The Oberlin Review
<< Front page News February 25, 2005

Spring Break: not just a party

While many students will spend their spring vacations engaged in traditional recreational activities, others will be performing community service by taking part in Oberlin’s Alternative Spring Break.

This year’s ASB project will have students working on the Genesis Farm in Blairstown, NJ for four full days. As part of their work, Obies will repair segments of the Appalachian Trail and volunteer in the Community Supported Garden there. Beth Blissman, head of the center for service and learning, told students gathered at last Sunday’s ASB informational session that the project will focus on “building a connection between the earth and people.”

The Dominican Sisters of Caldwell, N.J. founded the Genesis Farm, and this spring marks the its 25th anniversary. Its mission statement declares, “Genesis Farm is rooted in a belief that the Universe, Earth and all reality are permeated by the presence and power of that ultimate Holy Mystery that has been so deeply and richly expressed in the world’s spiritual traditions.”

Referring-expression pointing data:
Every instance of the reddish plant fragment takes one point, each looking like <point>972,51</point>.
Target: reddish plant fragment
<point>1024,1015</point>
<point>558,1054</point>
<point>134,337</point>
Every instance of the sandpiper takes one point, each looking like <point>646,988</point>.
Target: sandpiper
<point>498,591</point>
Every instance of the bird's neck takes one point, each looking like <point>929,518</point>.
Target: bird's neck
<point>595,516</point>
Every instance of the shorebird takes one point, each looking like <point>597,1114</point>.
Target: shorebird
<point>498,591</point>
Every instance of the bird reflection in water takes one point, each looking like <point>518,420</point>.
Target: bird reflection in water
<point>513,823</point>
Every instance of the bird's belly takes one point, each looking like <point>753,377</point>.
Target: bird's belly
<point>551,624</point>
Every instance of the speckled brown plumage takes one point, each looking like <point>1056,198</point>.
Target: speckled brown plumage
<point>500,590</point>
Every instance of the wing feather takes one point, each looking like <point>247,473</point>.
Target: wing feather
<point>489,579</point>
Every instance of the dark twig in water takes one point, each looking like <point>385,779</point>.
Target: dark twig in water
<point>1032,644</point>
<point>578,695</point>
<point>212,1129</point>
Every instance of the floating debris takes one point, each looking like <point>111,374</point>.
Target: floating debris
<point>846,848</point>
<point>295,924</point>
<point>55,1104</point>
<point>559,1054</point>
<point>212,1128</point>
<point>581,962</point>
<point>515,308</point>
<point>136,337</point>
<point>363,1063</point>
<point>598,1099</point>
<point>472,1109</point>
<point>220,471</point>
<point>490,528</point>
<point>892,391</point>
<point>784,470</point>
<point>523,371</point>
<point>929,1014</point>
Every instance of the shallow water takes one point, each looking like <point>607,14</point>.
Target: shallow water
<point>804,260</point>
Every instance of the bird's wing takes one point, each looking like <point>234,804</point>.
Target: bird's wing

Instructions for the task:
Please translate this sentence from the Alternative Spring Break article into Spanish: "This year’s ASB project will have students working on the Genesis Farm in Blairstown, NJ for four full days."

Answer space:
El proyecto de ASB de este año hará que los estudiantes trabajen en la Genesis Farm en Blairstown, NJ, durante cuatro días completos.